* Exercise
Please repeat the lines below, exactly and only, from the one that holds "The task requires interacting with the car" through the one that holds "The task requires interacting with the billboard".

* Raw data
***

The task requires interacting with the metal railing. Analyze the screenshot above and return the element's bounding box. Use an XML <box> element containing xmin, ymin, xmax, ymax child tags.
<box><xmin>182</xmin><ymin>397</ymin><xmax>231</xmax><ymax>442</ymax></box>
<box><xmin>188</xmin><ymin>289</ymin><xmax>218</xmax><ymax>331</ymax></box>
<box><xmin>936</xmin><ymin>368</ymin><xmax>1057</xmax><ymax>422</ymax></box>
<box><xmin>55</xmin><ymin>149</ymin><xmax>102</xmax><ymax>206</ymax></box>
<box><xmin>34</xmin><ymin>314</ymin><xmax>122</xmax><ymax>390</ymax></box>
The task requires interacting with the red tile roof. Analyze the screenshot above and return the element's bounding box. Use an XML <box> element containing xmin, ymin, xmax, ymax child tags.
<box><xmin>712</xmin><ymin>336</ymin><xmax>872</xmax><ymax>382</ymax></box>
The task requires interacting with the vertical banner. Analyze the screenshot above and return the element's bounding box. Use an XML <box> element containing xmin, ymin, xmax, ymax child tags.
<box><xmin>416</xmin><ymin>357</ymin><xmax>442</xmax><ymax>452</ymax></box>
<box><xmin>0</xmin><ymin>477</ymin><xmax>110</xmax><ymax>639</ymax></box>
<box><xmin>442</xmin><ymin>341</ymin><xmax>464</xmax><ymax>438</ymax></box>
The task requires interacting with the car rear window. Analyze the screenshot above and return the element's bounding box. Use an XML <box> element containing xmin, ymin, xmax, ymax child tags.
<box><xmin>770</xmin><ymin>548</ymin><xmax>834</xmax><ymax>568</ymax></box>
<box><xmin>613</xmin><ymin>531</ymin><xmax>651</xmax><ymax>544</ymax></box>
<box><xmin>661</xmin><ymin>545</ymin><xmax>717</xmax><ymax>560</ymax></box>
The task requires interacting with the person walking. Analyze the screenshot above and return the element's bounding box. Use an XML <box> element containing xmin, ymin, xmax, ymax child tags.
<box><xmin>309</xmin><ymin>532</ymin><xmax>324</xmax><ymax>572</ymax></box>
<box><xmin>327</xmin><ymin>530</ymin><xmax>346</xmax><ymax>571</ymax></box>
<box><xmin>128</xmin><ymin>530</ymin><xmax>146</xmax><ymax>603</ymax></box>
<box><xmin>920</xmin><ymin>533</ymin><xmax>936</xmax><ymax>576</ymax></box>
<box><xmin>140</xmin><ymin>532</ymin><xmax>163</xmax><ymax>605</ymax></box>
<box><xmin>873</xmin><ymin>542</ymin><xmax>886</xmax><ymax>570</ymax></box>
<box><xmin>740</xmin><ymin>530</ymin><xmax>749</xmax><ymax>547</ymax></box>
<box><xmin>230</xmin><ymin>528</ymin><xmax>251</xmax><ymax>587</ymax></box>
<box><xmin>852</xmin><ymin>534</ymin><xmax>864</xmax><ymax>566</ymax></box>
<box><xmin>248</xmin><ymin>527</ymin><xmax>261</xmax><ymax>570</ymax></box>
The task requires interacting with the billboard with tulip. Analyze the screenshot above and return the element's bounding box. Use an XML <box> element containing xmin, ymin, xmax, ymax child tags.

***

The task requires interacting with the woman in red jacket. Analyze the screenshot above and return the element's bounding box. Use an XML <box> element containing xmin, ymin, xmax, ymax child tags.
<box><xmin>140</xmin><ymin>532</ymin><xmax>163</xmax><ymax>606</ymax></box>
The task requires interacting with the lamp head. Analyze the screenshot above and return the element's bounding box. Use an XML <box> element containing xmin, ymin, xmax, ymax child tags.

***

* Result below
The task requires interacting with the car rear window. Analyze the screenshot above and return the element's bounding box. Use an XML <box> element containing xmin, ymin, xmax, ymax child tags.
<box><xmin>770</xmin><ymin>548</ymin><xmax>834</xmax><ymax>568</ymax></box>
<box><xmin>613</xmin><ymin>531</ymin><xmax>651</xmax><ymax>544</ymax></box>
<box><xmin>661</xmin><ymin>545</ymin><xmax>717</xmax><ymax>560</ymax></box>
The task requires interacting with the person walking. Analyze the screenshot above and return the element's bounding box. Use an XML <box> element containing xmin, ymin, xmax, ymax child tags.
<box><xmin>309</xmin><ymin>532</ymin><xmax>324</xmax><ymax>572</ymax></box>
<box><xmin>327</xmin><ymin>530</ymin><xmax>346</xmax><ymax>571</ymax></box>
<box><xmin>128</xmin><ymin>530</ymin><xmax>146</xmax><ymax>603</ymax></box>
<box><xmin>920</xmin><ymin>533</ymin><xmax>936</xmax><ymax>576</ymax></box>
<box><xmin>140</xmin><ymin>532</ymin><xmax>163</xmax><ymax>605</ymax></box>
<box><xmin>873</xmin><ymin>542</ymin><xmax>886</xmax><ymax>570</ymax></box>
<box><xmin>740</xmin><ymin>530</ymin><xmax>749</xmax><ymax>547</ymax></box>
<box><xmin>230</xmin><ymin>528</ymin><xmax>251</xmax><ymax>587</ymax></box>
<box><xmin>852</xmin><ymin>534</ymin><xmax>864</xmax><ymax>566</ymax></box>
<box><xmin>248</xmin><ymin>527</ymin><xmax>261</xmax><ymax>570</ymax></box>
The task requires interacting with the billboard with tulip. Analyze the screenshot above and return the element's bounding box. Use an XML <box> element containing xmin, ymin, xmax, ymax child tags.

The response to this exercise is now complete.